Start of Block

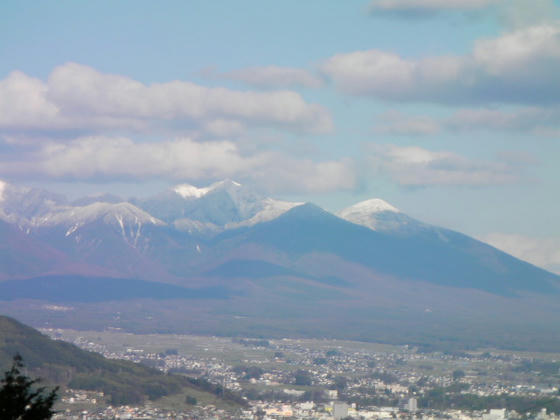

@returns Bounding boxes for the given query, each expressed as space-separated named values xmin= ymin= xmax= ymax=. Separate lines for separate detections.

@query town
xmin=42 ymin=329 xmax=560 ymax=420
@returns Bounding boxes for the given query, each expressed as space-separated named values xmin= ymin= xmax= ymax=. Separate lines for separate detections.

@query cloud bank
xmin=0 ymin=63 xmax=333 ymax=136
xmin=369 ymin=144 xmax=524 ymax=186
xmin=0 ymin=136 xmax=355 ymax=194
xmin=322 ymin=23 xmax=560 ymax=105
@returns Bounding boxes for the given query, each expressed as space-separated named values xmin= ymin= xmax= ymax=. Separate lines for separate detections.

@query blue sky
xmin=1 ymin=0 xmax=560 ymax=272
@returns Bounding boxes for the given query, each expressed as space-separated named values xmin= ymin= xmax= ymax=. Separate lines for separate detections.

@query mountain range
xmin=1 ymin=179 xmax=559 ymax=350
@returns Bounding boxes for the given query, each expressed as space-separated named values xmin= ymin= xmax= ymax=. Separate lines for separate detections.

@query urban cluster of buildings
xmin=43 ymin=329 xmax=560 ymax=420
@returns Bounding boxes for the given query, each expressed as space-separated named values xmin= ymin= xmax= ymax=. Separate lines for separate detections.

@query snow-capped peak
xmin=174 ymin=184 xmax=212 ymax=199
xmin=338 ymin=198 xmax=408 ymax=232
xmin=173 ymin=179 xmax=242 ymax=199
xmin=340 ymin=199 xmax=400 ymax=217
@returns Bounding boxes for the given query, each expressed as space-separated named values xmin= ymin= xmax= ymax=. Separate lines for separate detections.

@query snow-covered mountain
xmin=338 ymin=198 xmax=433 ymax=236
xmin=0 ymin=178 xmax=304 ymax=248
xmin=2 ymin=178 xmax=559 ymax=293
xmin=0 ymin=181 xmax=171 ymax=273
xmin=136 ymin=179 xmax=303 ymax=234
xmin=0 ymin=181 xmax=66 ymax=225
xmin=0 ymin=180 xmax=164 ymax=241
xmin=2 ymin=179 xmax=560 ymax=349
xmin=32 ymin=202 xmax=165 ymax=243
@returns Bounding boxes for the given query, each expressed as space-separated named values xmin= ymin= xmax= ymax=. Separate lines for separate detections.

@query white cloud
xmin=37 ymin=137 xmax=255 ymax=180
xmin=322 ymin=23 xmax=560 ymax=105
xmin=0 ymin=136 xmax=356 ymax=194
xmin=202 ymin=119 xmax=246 ymax=137
xmin=369 ymin=0 xmax=500 ymax=16
xmin=0 ymin=71 xmax=60 ymax=129
xmin=220 ymin=66 xmax=323 ymax=89
xmin=0 ymin=63 xmax=333 ymax=135
xmin=481 ymin=233 xmax=560 ymax=274
xmin=369 ymin=144 xmax=522 ymax=186
xmin=472 ymin=24 xmax=560 ymax=75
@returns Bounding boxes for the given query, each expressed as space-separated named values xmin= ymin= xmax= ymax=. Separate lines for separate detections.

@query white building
xmin=333 ymin=402 xmax=349 ymax=420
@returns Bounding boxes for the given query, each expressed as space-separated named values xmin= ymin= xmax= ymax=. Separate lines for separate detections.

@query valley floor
xmin=43 ymin=329 xmax=560 ymax=419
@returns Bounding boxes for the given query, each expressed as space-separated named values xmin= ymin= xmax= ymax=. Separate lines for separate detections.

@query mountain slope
xmin=217 ymin=204 xmax=559 ymax=296
xmin=0 ymin=316 xmax=188 ymax=405
xmin=0 ymin=220 xmax=102 ymax=280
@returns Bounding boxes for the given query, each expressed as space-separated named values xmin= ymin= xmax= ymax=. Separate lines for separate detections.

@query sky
xmin=1 ymin=0 xmax=560 ymax=273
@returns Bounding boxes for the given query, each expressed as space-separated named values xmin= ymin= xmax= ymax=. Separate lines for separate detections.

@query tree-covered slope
xmin=0 ymin=315 xmax=243 ymax=406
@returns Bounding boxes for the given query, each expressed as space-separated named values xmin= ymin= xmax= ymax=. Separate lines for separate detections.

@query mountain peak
xmin=340 ymin=198 xmax=400 ymax=216
xmin=173 ymin=183 xmax=212 ymax=199
xmin=276 ymin=202 xmax=334 ymax=221
xmin=338 ymin=198 xmax=415 ymax=233
xmin=173 ymin=179 xmax=242 ymax=199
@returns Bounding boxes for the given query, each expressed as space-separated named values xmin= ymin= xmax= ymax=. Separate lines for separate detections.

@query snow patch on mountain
xmin=145 ymin=180 xmax=301 ymax=232
xmin=339 ymin=198 xmax=447 ymax=238
xmin=173 ymin=218 xmax=220 ymax=234
xmin=30 ymin=201 xmax=167 ymax=249
xmin=226 ymin=198 xmax=304 ymax=229
xmin=174 ymin=179 xmax=242 ymax=199
xmin=0 ymin=183 xmax=66 ymax=226
xmin=72 ymin=193 xmax=124 ymax=206
xmin=173 ymin=199 xmax=303 ymax=233
xmin=174 ymin=184 xmax=212 ymax=199
xmin=32 ymin=202 xmax=165 ymax=229
xmin=340 ymin=199 xmax=400 ymax=216
xmin=339 ymin=198 xmax=415 ymax=232
xmin=1 ymin=179 xmax=306 ymax=237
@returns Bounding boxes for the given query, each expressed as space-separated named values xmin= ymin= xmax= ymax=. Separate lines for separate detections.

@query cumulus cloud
xmin=219 ymin=66 xmax=323 ymax=89
xmin=37 ymin=137 xmax=256 ymax=180
xmin=369 ymin=0 xmax=501 ymax=17
xmin=0 ymin=136 xmax=356 ymax=194
xmin=0 ymin=71 xmax=60 ymax=129
xmin=369 ymin=144 xmax=523 ymax=186
xmin=0 ymin=63 xmax=333 ymax=136
xmin=481 ymin=233 xmax=560 ymax=274
xmin=322 ymin=23 xmax=560 ymax=105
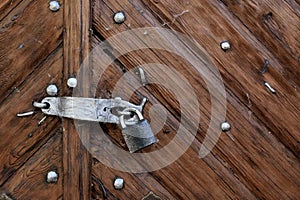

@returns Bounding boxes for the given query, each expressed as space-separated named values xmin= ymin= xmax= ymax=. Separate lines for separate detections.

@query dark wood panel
xmin=0 ymin=0 xmax=63 ymax=103
xmin=62 ymin=0 xmax=92 ymax=199
xmin=2 ymin=128 xmax=63 ymax=200
xmin=89 ymin=37 xmax=250 ymax=199
xmin=0 ymin=47 xmax=63 ymax=186
xmin=92 ymin=163 xmax=176 ymax=200
xmin=91 ymin=0 xmax=300 ymax=199
xmin=139 ymin=0 xmax=300 ymax=156
xmin=89 ymin=55 xmax=299 ymax=199
xmin=219 ymin=0 xmax=300 ymax=81
xmin=0 ymin=0 xmax=23 ymax=21
xmin=0 ymin=0 xmax=298 ymax=199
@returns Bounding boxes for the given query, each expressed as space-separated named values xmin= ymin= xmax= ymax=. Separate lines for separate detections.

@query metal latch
xmin=33 ymin=97 xmax=147 ymax=124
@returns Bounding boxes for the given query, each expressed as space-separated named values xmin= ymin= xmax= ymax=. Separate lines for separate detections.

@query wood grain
xmin=2 ymin=128 xmax=63 ymax=200
xmin=0 ymin=0 xmax=23 ymax=21
xmin=0 ymin=48 xmax=63 ymax=186
xmin=139 ymin=0 xmax=300 ymax=156
xmin=220 ymin=0 xmax=300 ymax=63
xmin=62 ymin=0 xmax=92 ymax=199
xmin=0 ymin=0 xmax=298 ymax=199
xmin=0 ymin=0 xmax=63 ymax=104
xmin=90 ymin=0 xmax=300 ymax=199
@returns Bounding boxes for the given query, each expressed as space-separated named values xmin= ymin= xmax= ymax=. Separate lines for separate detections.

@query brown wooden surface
xmin=0 ymin=0 xmax=299 ymax=199
xmin=91 ymin=0 xmax=300 ymax=199
xmin=63 ymin=0 xmax=91 ymax=199
xmin=0 ymin=0 xmax=64 ymax=198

End of Block

Requirement =>
Exactness is what counts here: copy each entry as given and omit its pictures.

Result of the task =>
@returns Bounding boxes for the given query, each expressed as space-separated named values xmin= ymin= xmax= ymax=. Separate lines for separate detections.

@query town
xmin=42 ymin=329 xmax=560 ymax=420
@returns Bounding boxes for the given query, each expressed as space-separated named values xmin= ymin= xmax= ymax=. Separate lines for separate detections.

@query cloud bank
xmin=0 ymin=63 xmax=333 ymax=136
xmin=369 ymin=144 xmax=524 ymax=186
xmin=0 ymin=136 xmax=355 ymax=194
xmin=322 ymin=23 xmax=560 ymax=105
@returns Bounding boxes for the given query, each expressed as space-separated named values xmin= ymin= xmax= ymax=. Separate lines for separate detections.

@query blue sky
xmin=1 ymin=0 xmax=560 ymax=272
@returns Bounding boxes for the given query, each expressed as space-separated named values xmin= ymin= xmax= ymax=. Separate lines for separate detections.

@query mountain range
xmin=1 ymin=179 xmax=559 ymax=350
@returns Bounding boxes for the given query, each expressed as space-separated named values xmin= ymin= xmax= ymax=. Separate lines for separate detections.

@query urban cluster of buildings
xmin=43 ymin=329 xmax=560 ymax=420
@returns Bounding boxes for the given query, each expressed as space-separated named values xmin= ymin= xmax= ymax=. Separate lines for separate detections.

@query snow-capped peak
xmin=174 ymin=184 xmax=212 ymax=199
xmin=338 ymin=198 xmax=408 ymax=232
xmin=173 ymin=179 xmax=242 ymax=199
xmin=340 ymin=199 xmax=400 ymax=217
@returns Bounding boxes for the given query, each expressed as space-separated named values xmin= ymin= xmax= ymax=. Separate lines for separate detections.

@query snow-covered mountain
xmin=338 ymin=198 xmax=433 ymax=236
xmin=0 ymin=178 xmax=304 ymax=248
xmin=2 ymin=178 xmax=559 ymax=293
xmin=0 ymin=181 xmax=171 ymax=273
xmin=136 ymin=179 xmax=303 ymax=234
xmin=0 ymin=181 xmax=66 ymax=225
xmin=0 ymin=180 xmax=164 ymax=241
xmin=2 ymin=179 xmax=560 ymax=349
xmin=32 ymin=202 xmax=165 ymax=243
@returns Bounding boxes for the given query, each expressed as space-separated named values xmin= ymin= xmax= ymax=. Separate lines for separate detections.

@query white cloud
xmin=37 ymin=137 xmax=255 ymax=180
xmin=322 ymin=23 xmax=560 ymax=105
xmin=0 ymin=136 xmax=356 ymax=194
xmin=202 ymin=119 xmax=246 ymax=137
xmin=369 ymin=0 xmax=500 ymax=16
xmin=0 ymin=71 xmax=60 ymax=129
xmin=220 ymin=66 xmax=323 ymax=89
xmin=0 ymin=63 xmax=333 ymax=135
xmin=481 ymin=233 xmax=560 ymax=274
xmin=369 ymin=144 xmax=522 ymax=186
xmin=472 ymin=24 xmax=560 ymax=75
@returns Bounding boxes for the given query, each expressed as space-separated named values xmin= ymin= xmax= ymax=. Separate lines for separate detections.

@query white building
xmin=333 ymin=402 xmax=349 ymax=420
@returns Bounding boxes for the given query, each expressed as space-separated named values xmin= ymin= xmax= ymax=. Separate lines for separate detections.

@query valley floor
xmin=43 ymin=329 xmax=560 ymax=419
@returns Bounding boxes for the given query, each expressed as space-separated named values xmin= ymin= xmax= ymax=. Separate lines for separate detections.

@query mountain slope
xmin=217 ymin=204 xmax=559 ymax=296
xmin=0 ymin=316 xmax=188 ymax=405
xmin=0 ymin=220 xmax=102 ymax=280
@returns Bounding boxes for the given query, each expressed as space-separated named values xmin= ymin= xmax= ymax=. Separate lines for separate detections.

@query sky
xmin=1 ymin=0 xmax=560 ymax=273
@returns Bounding boxes for the given query, each expressed as space-separated named values xmin= ymin= xmax= ymax=. Separate lines for separate detections.

@query tree-covered slope
xmin=0 ymin=315 xmax=243 ymax=406
@returns Bounding boxes for the given query, each expressed as space-separated named values xmin= ymin= xmax= ymax=. Separate lines for separate detections.

@query mountain peak
xmin=340 ymin=198 xmax=400 ymax=216
xmin=173 ymin=183 xmax=212 ymax=199
xmin=276 ymin=202 xmax=334 ymax=221
xmin=338 ymin=198 xmax=415 ymax=233
xmin=173 ymin=179 xmax=242 ymax=199
@returns Bounding boxes for the given query, each expressed as space-separated named values xmin= ymin= xmax= ymax=. Separate lines for separate detections.

@query snow patch on mountain
xmin=145 ymin=180 xmax=301 ymax=232
xmin=339 ymin=198 xmax=447 ymax=238
xmin=173 ymin=218 xmax=220 ymax=234
xmin=30 ymin=201 xmax=167 ymax=249
xmin=226 ymin=198 xmax=304 ymax=229
xmin=174 ymin=179 xmax=242 ymax=199
xmin=0 ymin=183 xmax=66 ymax=226
xmin=72 ymin=193 xmax=124 ymax=206
xmin=173 ymin=199 xmax=303 ymax=233
xmin=174 ymin=184 xmax=212 ymax=199
xmin=32 ymin=202 xmax=165 ymax=229
xmin=340 ymin=199 xmax=400 ymax=216
xmin=339 ymin=198 xmax=415 ymax=232
xmin=1 ymin=179 xmax=306 ymax=237
@returns Bounding boxes for the given query, each expressed as space-separated named values xmin= ymin= xmax= ymax=. Separate lines for separate detections.

@query cumulus cloud
xmin=219 ymin=66 xmax=323 ymax=89
xmin=37 ymin=137 xmax=256 ymax=180
xmin=369 ymin=0 xmax=501 ymax=17
xmin=0 ymin=136 xmax=356 ymax=194
xmin=0 ymin=71 xmax=60 ymax=129
xmin=369 ymin=144 xmax=523 ymax=186
xmin=0 ymin=63 xmax=333 ymax=136
xmin=481 ymin=233 xmax=560 ymax=274
xmin=322 ymin=23 xmax=560 ymax=105

@returns Bounding boxes for the given query, each expressed as space-separated named values xmin= ymin= xmax= ymax=. Separate lines for separate detections.

@query dark wood panel
xmin=0 ymin=0 xmax=63 ymax=103
xmin=62 ymin=0 xmax=92 ymax=199
xmin=2 ymin=128 xmax=63 ymax=200
xmin=89 ymin=37 xmax=250 ymax=199
xmin=0 ymin=47 xmax=63 ymax=186
xmin=92 ymin=163 xmax=176 ymax=200
xmin=91 ymin=0 xmax=300 ymax=199
xmin=139 ymin=0 xmax=300 ymax=156
xmin=89 ymin=55 xmax=299 ymax=199
xmin=219 ymin=0 xmax=300 ymax=81
xmin=0 ymin=0 xmax=23 ymax=21
xmin=0 ymin=0 xmax=298 ymax=199
@returns Bounding boxes for the given query, each expressed as space-separated named values xmin= ymin= xmax= ymax=. Separate lines for separate detections.

@query metal latch
xmin=33 ymin=97 xmax=147 ymax=124
@returns Bounding boxes for the given query, each expressed as space-separated named values xmin= ymin= xmax= ymax=. Separate lines for separate detections.

@query wood grain
xmin=2 ymin=128 xmax=63 ymax=200
xmin=0 ymin=0 xmax=23 ymax=21
xmin=0 ymin=48 xmax=63 ymax=186
xmin=139 ymin=0 xmax=300 ymax=156
xmin=220 ymin=0 xmax=300 ymax=63
xmin=62 ymin=0 xmax=92 ymax=199
xmin=0 ymin=0 xmax=298 ymax=199
xmin=0 ymin=0 xmax=63 ymax=104
xmin=90 ymin=0 xmax=300 ymax=199
@returns Bounding boxes for the given query, each expressed as space-separated named values xmin= ymin= xmax= ymax=. Separate lines for separate detections.

@query brown wooden surface
xmin=0 ymin=0 xmax=299 ymax=199
xmin=91 ymin=0 xmax=300 ymax=199
xmin=63 ymin=0 xmax=91 ymax=199
xmin=0 ymin=0 xmax=64 ymax=198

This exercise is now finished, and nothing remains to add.